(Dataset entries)
☆ ☆ ☆ ☆ ☆

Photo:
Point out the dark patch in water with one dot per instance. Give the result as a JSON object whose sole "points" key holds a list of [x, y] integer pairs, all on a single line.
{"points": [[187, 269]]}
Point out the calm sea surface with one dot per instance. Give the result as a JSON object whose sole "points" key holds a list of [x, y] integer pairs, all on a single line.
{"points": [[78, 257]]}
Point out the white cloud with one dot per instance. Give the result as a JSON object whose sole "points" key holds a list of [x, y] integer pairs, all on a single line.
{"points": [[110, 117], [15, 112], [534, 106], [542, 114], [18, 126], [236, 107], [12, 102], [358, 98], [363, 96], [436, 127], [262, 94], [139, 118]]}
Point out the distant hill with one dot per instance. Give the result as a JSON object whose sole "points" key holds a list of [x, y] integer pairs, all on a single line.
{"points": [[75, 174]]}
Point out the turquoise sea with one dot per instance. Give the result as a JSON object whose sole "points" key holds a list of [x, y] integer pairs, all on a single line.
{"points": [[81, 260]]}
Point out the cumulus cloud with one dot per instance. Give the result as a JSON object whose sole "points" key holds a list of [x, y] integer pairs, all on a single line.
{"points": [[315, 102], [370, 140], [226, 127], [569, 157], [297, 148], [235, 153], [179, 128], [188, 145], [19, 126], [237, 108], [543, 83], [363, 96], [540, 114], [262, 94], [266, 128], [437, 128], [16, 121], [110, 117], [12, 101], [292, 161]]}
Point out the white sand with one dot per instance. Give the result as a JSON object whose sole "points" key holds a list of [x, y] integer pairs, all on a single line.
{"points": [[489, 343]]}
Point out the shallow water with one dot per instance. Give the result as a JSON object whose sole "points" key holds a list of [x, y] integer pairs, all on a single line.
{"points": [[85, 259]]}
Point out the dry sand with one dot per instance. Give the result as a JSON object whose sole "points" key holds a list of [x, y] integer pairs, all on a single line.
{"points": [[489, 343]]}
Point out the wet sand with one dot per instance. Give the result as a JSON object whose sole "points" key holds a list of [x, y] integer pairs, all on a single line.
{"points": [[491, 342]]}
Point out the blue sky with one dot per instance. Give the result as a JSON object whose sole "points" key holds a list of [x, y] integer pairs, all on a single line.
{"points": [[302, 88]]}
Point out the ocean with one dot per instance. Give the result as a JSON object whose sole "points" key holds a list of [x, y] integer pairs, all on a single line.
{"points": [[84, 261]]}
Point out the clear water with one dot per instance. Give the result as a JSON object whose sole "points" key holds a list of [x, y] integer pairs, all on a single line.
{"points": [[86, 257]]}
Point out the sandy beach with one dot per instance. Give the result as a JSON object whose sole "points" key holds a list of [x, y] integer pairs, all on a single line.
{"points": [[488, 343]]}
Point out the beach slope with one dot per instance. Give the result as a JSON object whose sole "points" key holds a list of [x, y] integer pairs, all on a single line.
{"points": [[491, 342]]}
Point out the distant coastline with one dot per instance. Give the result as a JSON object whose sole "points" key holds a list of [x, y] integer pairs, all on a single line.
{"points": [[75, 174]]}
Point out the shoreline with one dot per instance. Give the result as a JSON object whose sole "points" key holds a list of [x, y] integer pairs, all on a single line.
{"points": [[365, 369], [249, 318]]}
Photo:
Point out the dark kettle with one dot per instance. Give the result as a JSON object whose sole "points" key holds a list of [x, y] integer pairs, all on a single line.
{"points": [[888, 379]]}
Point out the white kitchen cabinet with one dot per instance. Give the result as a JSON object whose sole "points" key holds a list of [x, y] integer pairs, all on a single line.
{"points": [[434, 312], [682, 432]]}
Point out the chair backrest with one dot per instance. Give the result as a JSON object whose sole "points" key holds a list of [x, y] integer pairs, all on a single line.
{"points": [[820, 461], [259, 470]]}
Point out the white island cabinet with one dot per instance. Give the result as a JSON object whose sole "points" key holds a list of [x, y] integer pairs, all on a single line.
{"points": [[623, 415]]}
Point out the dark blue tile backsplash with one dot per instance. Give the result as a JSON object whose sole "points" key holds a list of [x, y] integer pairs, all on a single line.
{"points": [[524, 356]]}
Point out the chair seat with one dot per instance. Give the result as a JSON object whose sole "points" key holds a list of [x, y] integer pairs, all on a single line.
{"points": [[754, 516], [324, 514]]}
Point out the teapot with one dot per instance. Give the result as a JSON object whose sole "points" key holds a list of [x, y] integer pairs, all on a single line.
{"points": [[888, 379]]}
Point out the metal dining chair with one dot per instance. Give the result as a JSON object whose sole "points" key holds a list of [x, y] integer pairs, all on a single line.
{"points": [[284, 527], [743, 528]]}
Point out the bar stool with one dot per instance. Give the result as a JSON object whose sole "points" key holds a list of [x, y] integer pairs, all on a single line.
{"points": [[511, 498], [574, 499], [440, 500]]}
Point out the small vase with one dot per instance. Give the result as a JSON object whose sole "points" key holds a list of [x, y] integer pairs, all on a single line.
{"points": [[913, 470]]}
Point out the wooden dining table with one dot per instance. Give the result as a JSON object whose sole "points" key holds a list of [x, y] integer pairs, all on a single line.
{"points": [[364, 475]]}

☆ ☆ ☆ ☆ ☆

• _Directions_:
Copy out exactly the lines from the line with "Point out the dark blue" to the end of the listing, including both of those lines, and give nothing else.

• _Finished task_:
Point out the dark blue tile backsplash with one dot per instance. Give the result as a JSON object whose sole "points" key holds a list of [x, y] integer pairs, all on a single line.
{"points": [[524, 356]]}
Point out the chair seat with one dot per instance. Give the result as a JSON object whose sole "points" key holds a list of [x, y] integer pairs, all on a single line.
{"points": [[754, 516], [324, 514]]}
Point out the teapot with one dot per instance. Give the result as a JSON object whose sole "points" key holds a list of [x, y] integer pairs, all on a single line.
{"points": [[888, 379]]}
Point out the metal dining chair with one dot per instance. Give the result as a JSON object whose sole "points" key holds a list of [x, y] integer pairs, all on a single line.
{"points": [[284, 527], [743, 528]]}
Point out the bar stool with one dot per instance. Give the result as a JSON object whose sole "points" key holds a list of [x, y] integer pairs, all on a single line.
{"points": [[511, 498], [574, 499], [440, 500]]}
Point out the small vase with one dot per instance. Give the result as a JSON object whose sole "points" key holds a list of [x, y] integer pairs, all on a single line.
{"points": [[913, 470]]}
Point out the wooden dining table with one dot per instance. Give the result as a JSON object whose sole "points" key holds a list of [x, y] integer pairs, all on a single line.
{"points": [[364, 475]]}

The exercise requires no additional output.